WRITTEN REQUEST: Return each line in the rows below that contains the string "Target", copied in full.

GIVEN DATA:
START
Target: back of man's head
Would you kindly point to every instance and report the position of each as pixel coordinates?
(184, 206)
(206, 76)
END
START
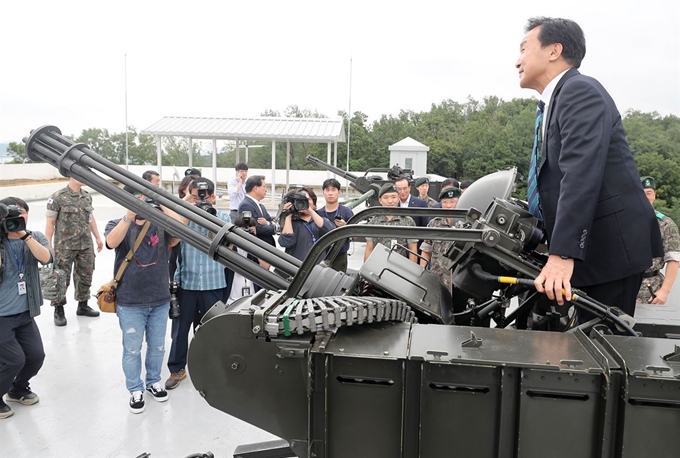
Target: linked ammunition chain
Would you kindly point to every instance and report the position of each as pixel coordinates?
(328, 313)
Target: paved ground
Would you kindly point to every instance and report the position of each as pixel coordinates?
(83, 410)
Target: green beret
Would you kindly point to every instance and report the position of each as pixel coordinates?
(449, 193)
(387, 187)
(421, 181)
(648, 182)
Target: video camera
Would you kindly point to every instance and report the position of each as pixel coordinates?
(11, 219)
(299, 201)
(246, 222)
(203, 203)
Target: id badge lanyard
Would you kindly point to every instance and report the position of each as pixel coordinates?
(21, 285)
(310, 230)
END
START
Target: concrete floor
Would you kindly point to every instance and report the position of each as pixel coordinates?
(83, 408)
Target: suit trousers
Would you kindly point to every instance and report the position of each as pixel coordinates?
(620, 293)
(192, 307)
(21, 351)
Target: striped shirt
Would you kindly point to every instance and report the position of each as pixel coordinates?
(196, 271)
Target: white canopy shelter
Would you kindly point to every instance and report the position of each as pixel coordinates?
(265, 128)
END
TASK ANSWER:
Target: back of man's head
Target: linked ammunition chain
Target: paved ground
Target: green beret
Target: video camera
Target: id badge lanyard
Target: concrete floor
Target: suit trousers
Target: striped shirt
Target: white canopy shelter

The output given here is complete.